**Exercise prompt**
Tally the lines in the data below that contain the string "target". Give only the number.

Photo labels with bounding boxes
_ _ _ _ _
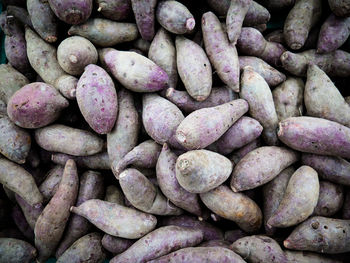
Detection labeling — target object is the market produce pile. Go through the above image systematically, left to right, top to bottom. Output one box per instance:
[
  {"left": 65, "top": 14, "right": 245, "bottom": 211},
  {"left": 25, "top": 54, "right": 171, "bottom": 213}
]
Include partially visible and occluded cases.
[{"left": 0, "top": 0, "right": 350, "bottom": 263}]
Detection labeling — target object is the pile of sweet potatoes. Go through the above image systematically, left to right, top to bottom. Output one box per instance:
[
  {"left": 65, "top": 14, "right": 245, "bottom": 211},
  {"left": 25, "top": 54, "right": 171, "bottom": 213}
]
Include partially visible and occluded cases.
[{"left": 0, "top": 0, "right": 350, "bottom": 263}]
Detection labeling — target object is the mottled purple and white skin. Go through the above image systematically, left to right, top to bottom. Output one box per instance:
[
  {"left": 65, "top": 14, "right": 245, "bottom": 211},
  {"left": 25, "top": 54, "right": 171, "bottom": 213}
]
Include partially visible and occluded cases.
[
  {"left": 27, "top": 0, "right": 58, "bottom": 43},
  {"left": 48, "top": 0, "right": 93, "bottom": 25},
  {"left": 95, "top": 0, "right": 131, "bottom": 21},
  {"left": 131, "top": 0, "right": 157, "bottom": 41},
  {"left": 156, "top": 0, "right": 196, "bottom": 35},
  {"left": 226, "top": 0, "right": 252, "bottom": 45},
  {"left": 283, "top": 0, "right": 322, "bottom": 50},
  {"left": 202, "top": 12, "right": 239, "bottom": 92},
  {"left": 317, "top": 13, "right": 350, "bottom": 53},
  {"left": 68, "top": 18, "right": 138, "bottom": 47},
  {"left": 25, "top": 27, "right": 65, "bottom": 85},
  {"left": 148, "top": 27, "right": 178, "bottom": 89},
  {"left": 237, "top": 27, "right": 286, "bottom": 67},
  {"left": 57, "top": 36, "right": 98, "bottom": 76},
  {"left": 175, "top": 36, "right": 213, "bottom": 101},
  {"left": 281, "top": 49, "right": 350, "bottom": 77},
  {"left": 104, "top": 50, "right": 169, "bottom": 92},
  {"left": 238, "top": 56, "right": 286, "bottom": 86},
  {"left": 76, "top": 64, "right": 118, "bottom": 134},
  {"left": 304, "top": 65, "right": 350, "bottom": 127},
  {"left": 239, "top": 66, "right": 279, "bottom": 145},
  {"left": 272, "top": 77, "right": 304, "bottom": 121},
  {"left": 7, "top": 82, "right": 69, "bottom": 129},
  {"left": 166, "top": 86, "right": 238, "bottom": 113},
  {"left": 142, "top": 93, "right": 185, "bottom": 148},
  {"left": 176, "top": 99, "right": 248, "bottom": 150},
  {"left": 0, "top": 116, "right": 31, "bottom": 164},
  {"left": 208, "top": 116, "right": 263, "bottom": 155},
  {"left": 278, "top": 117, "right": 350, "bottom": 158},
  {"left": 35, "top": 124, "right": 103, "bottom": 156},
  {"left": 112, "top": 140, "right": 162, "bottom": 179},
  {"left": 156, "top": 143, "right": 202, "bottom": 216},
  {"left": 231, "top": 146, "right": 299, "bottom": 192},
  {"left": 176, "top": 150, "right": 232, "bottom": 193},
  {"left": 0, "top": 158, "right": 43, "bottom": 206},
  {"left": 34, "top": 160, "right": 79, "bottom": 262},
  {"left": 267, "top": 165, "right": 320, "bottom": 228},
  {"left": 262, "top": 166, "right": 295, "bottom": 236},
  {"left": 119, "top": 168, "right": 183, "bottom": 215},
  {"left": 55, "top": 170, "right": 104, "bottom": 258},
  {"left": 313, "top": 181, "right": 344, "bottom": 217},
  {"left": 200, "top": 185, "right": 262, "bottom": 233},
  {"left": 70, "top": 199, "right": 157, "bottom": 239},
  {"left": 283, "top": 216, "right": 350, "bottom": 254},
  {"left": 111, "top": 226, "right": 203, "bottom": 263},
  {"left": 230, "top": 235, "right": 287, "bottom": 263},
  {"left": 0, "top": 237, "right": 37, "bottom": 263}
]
_ _ _ _ _
**Written response**
3